▶ Records supplied:
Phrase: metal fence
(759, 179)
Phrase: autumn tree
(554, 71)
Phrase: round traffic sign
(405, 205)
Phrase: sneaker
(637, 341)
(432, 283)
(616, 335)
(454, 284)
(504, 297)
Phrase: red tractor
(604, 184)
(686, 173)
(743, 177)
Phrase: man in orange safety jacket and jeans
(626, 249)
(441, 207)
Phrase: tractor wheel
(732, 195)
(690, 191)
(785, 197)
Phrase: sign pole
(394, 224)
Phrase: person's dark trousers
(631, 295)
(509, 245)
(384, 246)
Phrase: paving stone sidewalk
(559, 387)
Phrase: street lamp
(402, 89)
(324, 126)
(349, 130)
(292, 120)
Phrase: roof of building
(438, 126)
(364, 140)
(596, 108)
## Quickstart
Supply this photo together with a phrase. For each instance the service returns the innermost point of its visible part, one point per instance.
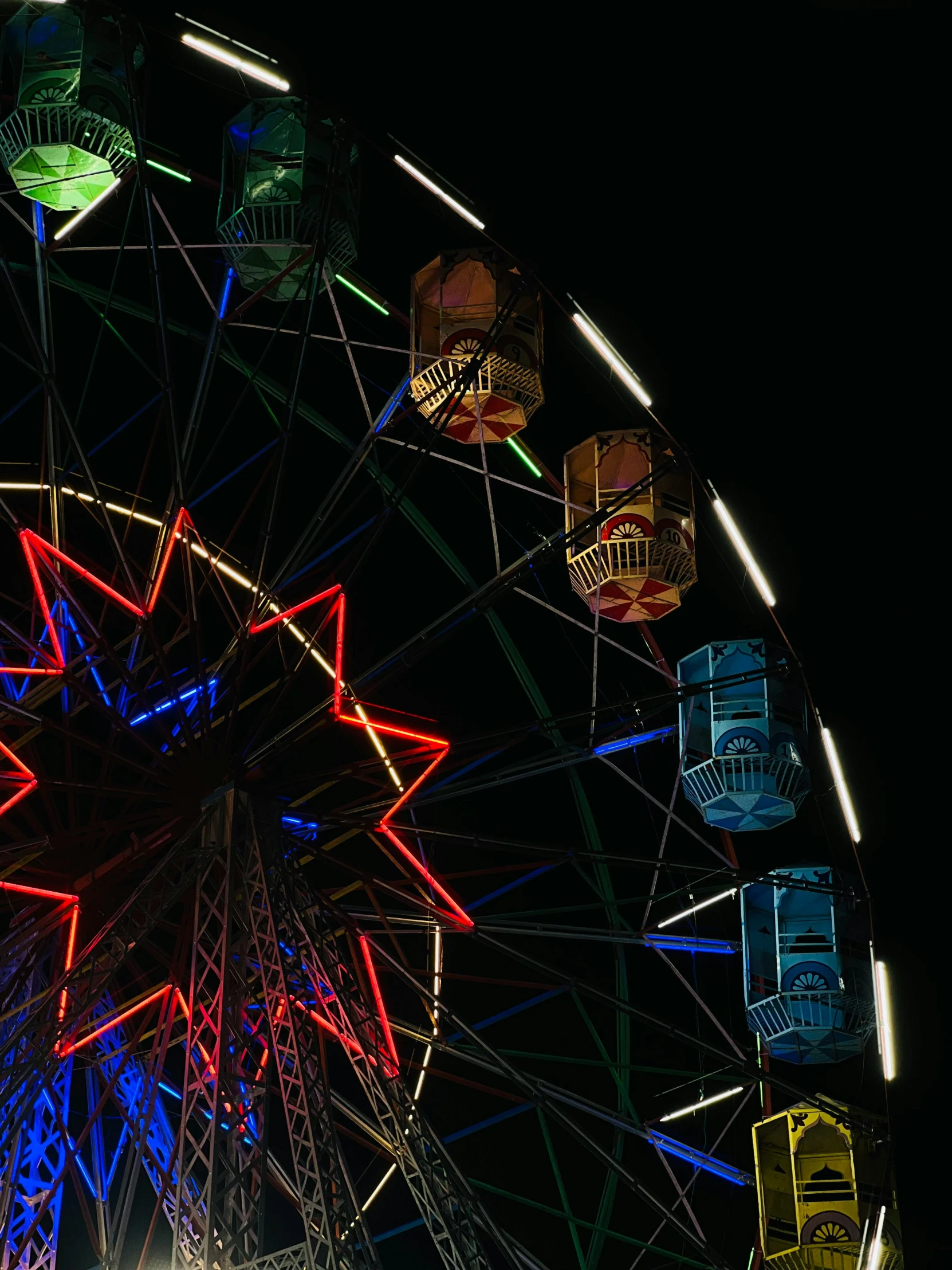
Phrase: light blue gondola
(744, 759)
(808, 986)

--

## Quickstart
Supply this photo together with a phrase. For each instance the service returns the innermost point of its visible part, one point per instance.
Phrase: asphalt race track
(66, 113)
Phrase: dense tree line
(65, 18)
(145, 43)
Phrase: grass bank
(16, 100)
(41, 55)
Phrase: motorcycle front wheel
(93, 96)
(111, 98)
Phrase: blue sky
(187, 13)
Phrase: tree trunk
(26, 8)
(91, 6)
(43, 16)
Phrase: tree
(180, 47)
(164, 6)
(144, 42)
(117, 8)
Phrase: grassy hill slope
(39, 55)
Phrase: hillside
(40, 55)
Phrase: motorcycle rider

▶ What this task involves: Would you please write out, exactly and with no other lines, the stretch of the listing above from the line containing "Phrase: motorcycle front wheel" through the line containing "Phrase: motorcycle rider"?

▶ Task solution:
Phrase: motorcycle front wheel
(93, 96)
(111, 98)
Phrase: blue sky
(187, 13)
Phrase: tree trunk
(26, 8)
(91, 6)
(43, 16)
Phrase: tree
(180, 47)
(164, 6)
(144, 42)
(117, 8)
Phrase: grassy hill slope
(39, 55)
Phrase: hillside
(40, 55)
Phrase: motorcycle rider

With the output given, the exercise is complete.